- Exercise requirements: Retype each record exactly, please. Skip none.

- Source records:
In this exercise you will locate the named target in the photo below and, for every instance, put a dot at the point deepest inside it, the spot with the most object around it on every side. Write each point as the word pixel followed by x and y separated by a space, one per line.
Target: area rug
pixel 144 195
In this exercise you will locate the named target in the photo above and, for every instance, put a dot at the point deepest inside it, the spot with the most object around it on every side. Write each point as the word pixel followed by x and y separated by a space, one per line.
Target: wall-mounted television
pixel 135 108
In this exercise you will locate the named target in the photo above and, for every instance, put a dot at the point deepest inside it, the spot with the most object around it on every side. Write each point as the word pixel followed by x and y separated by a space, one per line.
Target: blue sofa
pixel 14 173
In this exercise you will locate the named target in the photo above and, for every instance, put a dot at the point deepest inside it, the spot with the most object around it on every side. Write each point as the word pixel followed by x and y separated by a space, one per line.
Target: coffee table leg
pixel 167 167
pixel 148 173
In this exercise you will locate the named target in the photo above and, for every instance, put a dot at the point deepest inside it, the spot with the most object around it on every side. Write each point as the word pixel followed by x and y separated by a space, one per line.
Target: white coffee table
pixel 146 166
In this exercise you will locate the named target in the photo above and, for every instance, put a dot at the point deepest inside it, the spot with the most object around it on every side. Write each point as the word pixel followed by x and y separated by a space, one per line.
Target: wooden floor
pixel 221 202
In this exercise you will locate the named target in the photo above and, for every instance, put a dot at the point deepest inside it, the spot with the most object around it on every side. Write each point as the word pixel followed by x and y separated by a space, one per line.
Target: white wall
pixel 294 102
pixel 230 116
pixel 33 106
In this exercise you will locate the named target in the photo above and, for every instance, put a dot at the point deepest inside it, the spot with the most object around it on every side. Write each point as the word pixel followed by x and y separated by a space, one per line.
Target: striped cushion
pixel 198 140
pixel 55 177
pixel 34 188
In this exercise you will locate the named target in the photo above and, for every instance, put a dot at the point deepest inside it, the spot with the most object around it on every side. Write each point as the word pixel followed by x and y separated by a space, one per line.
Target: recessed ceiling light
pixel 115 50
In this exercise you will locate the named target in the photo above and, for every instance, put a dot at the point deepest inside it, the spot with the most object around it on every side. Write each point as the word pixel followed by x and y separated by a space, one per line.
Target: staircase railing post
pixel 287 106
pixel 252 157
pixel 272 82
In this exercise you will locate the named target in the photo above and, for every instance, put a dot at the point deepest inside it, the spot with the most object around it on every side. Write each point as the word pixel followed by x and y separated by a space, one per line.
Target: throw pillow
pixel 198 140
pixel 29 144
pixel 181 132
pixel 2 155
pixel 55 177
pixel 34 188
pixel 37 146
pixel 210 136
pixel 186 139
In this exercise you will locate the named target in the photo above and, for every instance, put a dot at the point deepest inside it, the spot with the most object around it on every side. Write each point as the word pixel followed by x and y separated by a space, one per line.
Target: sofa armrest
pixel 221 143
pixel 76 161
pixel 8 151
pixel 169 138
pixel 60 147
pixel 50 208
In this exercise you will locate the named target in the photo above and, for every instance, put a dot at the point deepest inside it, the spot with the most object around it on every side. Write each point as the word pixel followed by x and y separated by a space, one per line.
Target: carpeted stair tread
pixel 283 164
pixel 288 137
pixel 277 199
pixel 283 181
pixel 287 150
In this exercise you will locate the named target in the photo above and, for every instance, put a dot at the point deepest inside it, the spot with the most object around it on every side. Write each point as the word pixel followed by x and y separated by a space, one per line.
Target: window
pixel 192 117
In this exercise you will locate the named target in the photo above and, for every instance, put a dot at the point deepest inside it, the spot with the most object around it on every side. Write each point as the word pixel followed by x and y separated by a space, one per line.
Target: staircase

- Solved exercise:
In this exercise you will locate the named target in the photo below and, for every instance, put a dot at the point deepest inside it, the spot with the most object around it on every side. Write each point as the word pixel followed by x and y separated by a space, one per line.
Target: area rug
pixel 144 195
In this exercise you will locate the named target in the photo above and, for every instance, put a dot at the point deepest inside it, the spot with the most object around it on every side. Write each point as the word pixel followed by x and y separated by a space, one per line.
Target: wall-mounted television
pixel 135 108
In this exercise you will locate the named target in the photo above and, for every instance, put a dot at the point deepest inside it, the spot with the most object around it on every side. Write each point as the word pixel followed by x and y separated by a space, one per line.
Target: blue sofa
pixel 14 173
In this exercise you will locate the named target in the photo above and, for every instance, put a dot at the point deepest inside it, the spot with the most object around it on every side. Write each point as the word pixel followed by x and y separated by a space, one per line.
Target: coffee table leg
pixel 167 167
pixel 148 173
In this exercise you will locate the named target in the photo above and, for every instance, put a dot at the point deepest inside it, the spot with the most object around it on every side. Write each point as the word pixel followed by x and y separated by a space, one per line.
Target: white coffee table
pixel 146 166
In this exercise you will locate the named target in the photo above and, for every instance, put a dot at the point deepest inside it, the spot with the most object around it on every side. Write each point as the word pixel followed by x and y separated by a space, one per line.
Target: wooden floor
pixel 221 202
In this exercise you will locate the named target in the photo above and, for every instance, put a dot at the point deepest inside it, the spot with the most object around it on every side. Write each point as the word pixel followed by x and y separated by a space, one per line.
Target: white wall
pixel 294 102
pixel 230 116
pixel 33 106
In this exercise you will locate the named target in the photo above and, for every instance, put a dot at the point deepest inside it, the spot with the most object around it on every side. Write each point as the word pixel followed by x and y separated by a space, one per line.
Target: striped cushion
pixel 198 140
pixel 55 177
pixel 34 188
In this exercise you will locate the named target in the photo above and, for every instance, put a dot at the point deepest inside it, the spot with the most object around it on every side. Write each point as the word pixel followed by x and y separated by a space, one per line.
Target: recessed ceiling light
pixel 115 50
In this exercise you will locate the named target in the photo above and, for every instance, put a dot at the point deepest inside it, the spot with the most object around it on every side. Write each point as the word pixel followed by x and y separated by a space, one per line.
Target: staircase railing post
pixel 287 106
pixel 252 157
pixel 272 82
In this exercise you will locate the named target in the photo above and, for every instance, put a dot at the point deepest inside it, the spot with the most object around it on every side. Write each point as the word pixel followed by x and y separated by a space, one per line.
Target: throw pillow
pixel 198 140
pixel 29 144
pixel 181 132
pixel 2 155
pixel 55 177
pixel 34 188
pixel 37 146
pixel 210 136
pixel 186 139
In this exercise you will locate the named target in the photo above and, for every instance, put a dot at the point deepest inside it, the spot with the most object around it on every side. Write each point as the word pixel followed by x and y separated by a space, one per line.
Target: sofa armrest
pixel 221 143
pixel 76 161
pixel 8 151
pixel 169 138
pixel 60 147
pixel 50 208
In this exercise you will locate the named target in the photo above and, for every instance, put a dot at the point deepest inside it, the spot with the most object around it on every side. Write each point as the word pixel followed by x and y separated by a space, one per line.
Target: carpeted stair tread
pixel 283 164
pixel 288 137
pixel 277 199
pixel 283 181
pixel 287 150
In this exercise you will locate the named target in the photo above and, for every instance, put a dot at the point deepest inside it, the spot with the most object around it on every side. Write each point as the word pixel followed by x and y separated by a space, one per line.
Target: window
pixel 192 117
In this exercise you will locate the named target in the photo above and, for every instance, put a dot at the point deepest inside it, the spot with the most object around it on every side. Write each point as the word pixel followed by x and y separated by a space, one per line.
Target: staircase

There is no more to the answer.